(Data excerpts)
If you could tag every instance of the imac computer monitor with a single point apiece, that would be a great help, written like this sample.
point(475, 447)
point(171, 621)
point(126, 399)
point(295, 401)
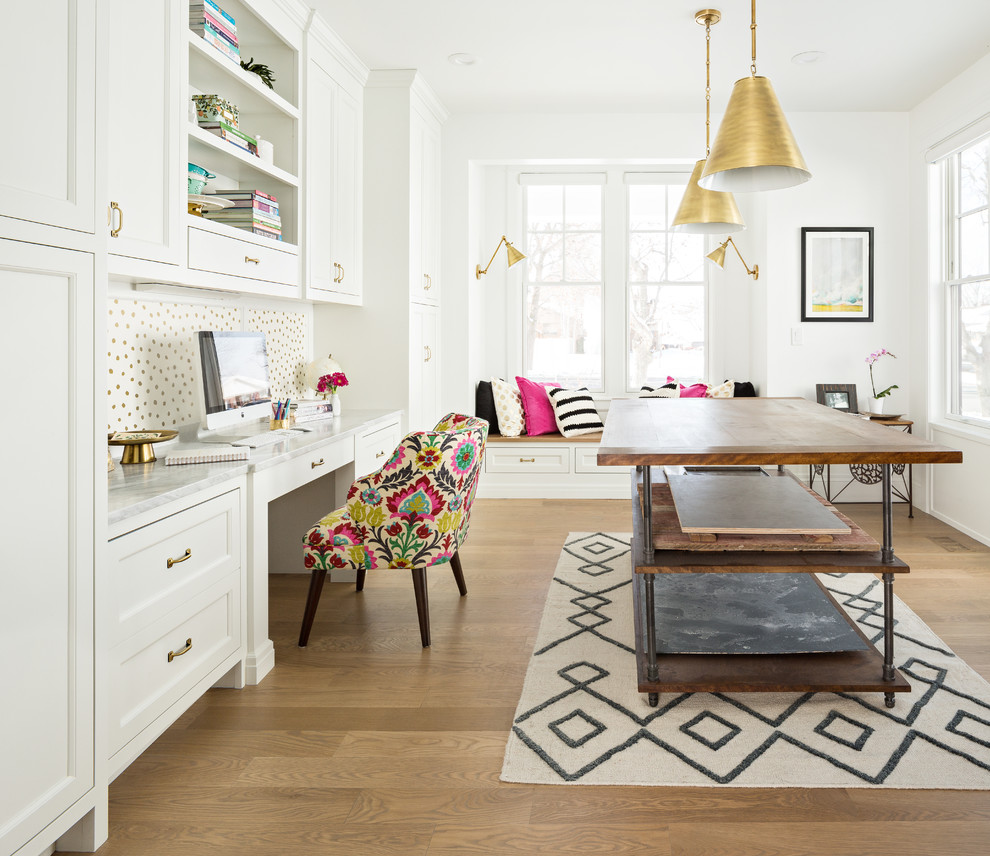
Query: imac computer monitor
point(235, 386)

(Do this) Rewrite the listing above as a Markdown table with two columns, Row and Text, giving each line its own numbered row and skipping any blank lines. Omit the pictures from the table.

(Task output)
| Row | Text |
|---|---|
| 1 | If you could tag every instance of the imac computer monitor with a single point apiece, that would be a great help, written like this sample. |
| 2 | point(475, 447) |
| 3 | point(171, 621) |
| 4 | point(126, 399) |
| 5 | point(295, 401) |
| 6 | Query: imac computer monitor |
| 7 | point(235, 386) |